WHAT IS EXPECTED
Could you transcribe every record below exactly as it stands?

INFORMATION
§ §

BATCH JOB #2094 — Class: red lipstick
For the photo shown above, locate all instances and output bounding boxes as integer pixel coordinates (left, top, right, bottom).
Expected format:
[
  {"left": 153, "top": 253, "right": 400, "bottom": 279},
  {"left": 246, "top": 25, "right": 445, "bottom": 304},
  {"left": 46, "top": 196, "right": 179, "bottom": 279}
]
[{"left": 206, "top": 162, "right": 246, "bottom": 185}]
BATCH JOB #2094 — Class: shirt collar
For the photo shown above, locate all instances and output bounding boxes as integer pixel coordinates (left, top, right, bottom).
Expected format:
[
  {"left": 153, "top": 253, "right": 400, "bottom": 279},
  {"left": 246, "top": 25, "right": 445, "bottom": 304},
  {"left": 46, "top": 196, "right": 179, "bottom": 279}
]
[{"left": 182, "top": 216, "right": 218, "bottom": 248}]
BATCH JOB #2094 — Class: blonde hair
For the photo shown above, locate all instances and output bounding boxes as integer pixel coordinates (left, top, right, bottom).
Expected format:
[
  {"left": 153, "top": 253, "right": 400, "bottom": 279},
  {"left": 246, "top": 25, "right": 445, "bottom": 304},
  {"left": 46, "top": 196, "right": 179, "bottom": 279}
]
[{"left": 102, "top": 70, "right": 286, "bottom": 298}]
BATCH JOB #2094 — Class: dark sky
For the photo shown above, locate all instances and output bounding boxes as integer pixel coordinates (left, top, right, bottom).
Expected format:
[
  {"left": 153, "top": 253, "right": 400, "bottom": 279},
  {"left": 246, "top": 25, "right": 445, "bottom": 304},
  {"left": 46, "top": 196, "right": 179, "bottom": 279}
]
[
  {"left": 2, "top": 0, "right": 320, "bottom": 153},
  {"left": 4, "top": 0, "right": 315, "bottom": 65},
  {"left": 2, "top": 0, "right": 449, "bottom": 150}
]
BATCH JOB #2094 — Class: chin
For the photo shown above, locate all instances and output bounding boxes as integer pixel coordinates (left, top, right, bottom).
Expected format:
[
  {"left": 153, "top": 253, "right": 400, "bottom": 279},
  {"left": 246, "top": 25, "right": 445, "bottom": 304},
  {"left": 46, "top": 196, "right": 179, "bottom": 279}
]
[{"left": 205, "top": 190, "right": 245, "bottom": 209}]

§ §

WRITTEN SOLUTION
BATCH JOB #2094 — Class: red lipstick
For the photo shown above, locate all instances and output bounding boxes as integer pixel coordinates (left, top, right, bottom).
Expected format:
[
  {"left": 153, "top": 253, "right": 400, "bottom": 279},
  {"left": 246, "top": 25, "right": 445, "bottom": 304},
  {"left": 46, "top": 196, "right": 179, "bottom": 279}
]
[{"left": 206, "top": 162, "right": 246, "bottom": 185}]
BATCH JOB #2094 — Class: shirt collar
For the photo shown above, locate all instances and output bounding boxes as integer pixel coordinates (left, top, right, bottom).
Expected format:
[
  {"left": 153, "top": 253, "right": 400, "bottom": 279},
  {"left": 246, "top": 25, "right": 445, "bottom": 304},
  {"left": 46, "top": 196, "right": 179, "bottom": 279}
]
[{"left": 182, "top": 216, "right": 218, "bottom": 248}]
BATCH JOB #2094 — Class: blonde hair
For the photo shown above, locate all instances and output bounding boxes as integer pixel coordinates (left, top, right, bottom).
Expected format:
[
  {"left": 153, "top": 253, "right": 400, "bottom": 279},
  {"left": 246, "top": 25, "right": 445, "bottom": 304},
  {"left": 46, "top": 196, "right": 179, "bottom": 279}
]
[{"left": 102, "top": 70, "right": 286, "bottom": 298}]
BATCH JOB #2094 — Class: dark sky
For the photo shown above, locate all instances and output bounding boxes as integer pixel coordinates (left, top, right, bottom).
Expected format:
[
  {"left": 153, "top": 253, "right": 400, "bottom": 279},
  {"left": 246, "top": 25, "right": 445, "bottom": 304},
  {"left": 46, "top": 196, "right": 179, "bottom": 279}
]
[
  {"left": 2, "top": 0, "right": 320, "bottom": 153},
  {"left": 4, "top": 0, "right": 315, "bottom": 65},
  {"left": 2, "top": 0, "right": 449, "bottom": 150}
]
BATCH JOB #2094 — Class: chin
For the photo shown above, locate all instances and output bounding boxes as integer pixel coordinates (left, top, right, bottom).
Expected format:
[
  {"left": 153, "top": 253, "right": 400, "bottom": 279},
  {"left": 246, "top": 25, "right": 445, "bottom": 304},
  {"left": 46, "top": 196, "right": 179, "bottom": 279}
]
[{"left": 205, "top": 190, "right": 245, "bottom": 209}]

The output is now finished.